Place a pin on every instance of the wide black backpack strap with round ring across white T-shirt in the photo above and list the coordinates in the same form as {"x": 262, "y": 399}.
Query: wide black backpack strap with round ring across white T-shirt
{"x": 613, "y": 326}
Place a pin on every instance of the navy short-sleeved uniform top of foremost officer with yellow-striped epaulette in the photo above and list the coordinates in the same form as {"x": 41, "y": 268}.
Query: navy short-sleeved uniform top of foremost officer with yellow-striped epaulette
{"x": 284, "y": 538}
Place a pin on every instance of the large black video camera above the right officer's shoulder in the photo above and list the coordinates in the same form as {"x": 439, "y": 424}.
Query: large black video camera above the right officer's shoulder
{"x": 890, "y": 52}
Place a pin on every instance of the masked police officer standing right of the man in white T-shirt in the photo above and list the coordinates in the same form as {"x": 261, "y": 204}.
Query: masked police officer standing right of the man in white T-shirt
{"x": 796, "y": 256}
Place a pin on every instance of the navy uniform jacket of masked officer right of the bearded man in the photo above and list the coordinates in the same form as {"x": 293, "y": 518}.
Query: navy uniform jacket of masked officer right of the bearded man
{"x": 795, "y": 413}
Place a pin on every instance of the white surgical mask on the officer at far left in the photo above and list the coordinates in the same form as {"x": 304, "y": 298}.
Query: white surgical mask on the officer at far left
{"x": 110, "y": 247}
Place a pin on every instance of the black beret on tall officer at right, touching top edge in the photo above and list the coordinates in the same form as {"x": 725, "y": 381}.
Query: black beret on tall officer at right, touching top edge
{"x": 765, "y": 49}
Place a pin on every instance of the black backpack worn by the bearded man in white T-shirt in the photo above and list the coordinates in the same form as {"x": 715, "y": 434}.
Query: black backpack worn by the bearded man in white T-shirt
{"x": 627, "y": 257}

□ □ □

* _WHAT THE EXERCISE ASKS_: Copy out precisely the lines from the line with "Query: wide black" to the line with "Place a pin on every instance of the navy short-sleeved" in the material above, including those two lines and omitting all the rest.

* _SOLUTION TO THE EXERCISE_:
Query: wide black backpack strap with round ring across white T-shirt
{"x": 613, "y": 326}
Place a pin on every instance of the navy short-sleeved uniform top of foremost officer with yellow-striped epaulette in the photo above and list the coordinates in the same form as {"x": 41, "y": 268}.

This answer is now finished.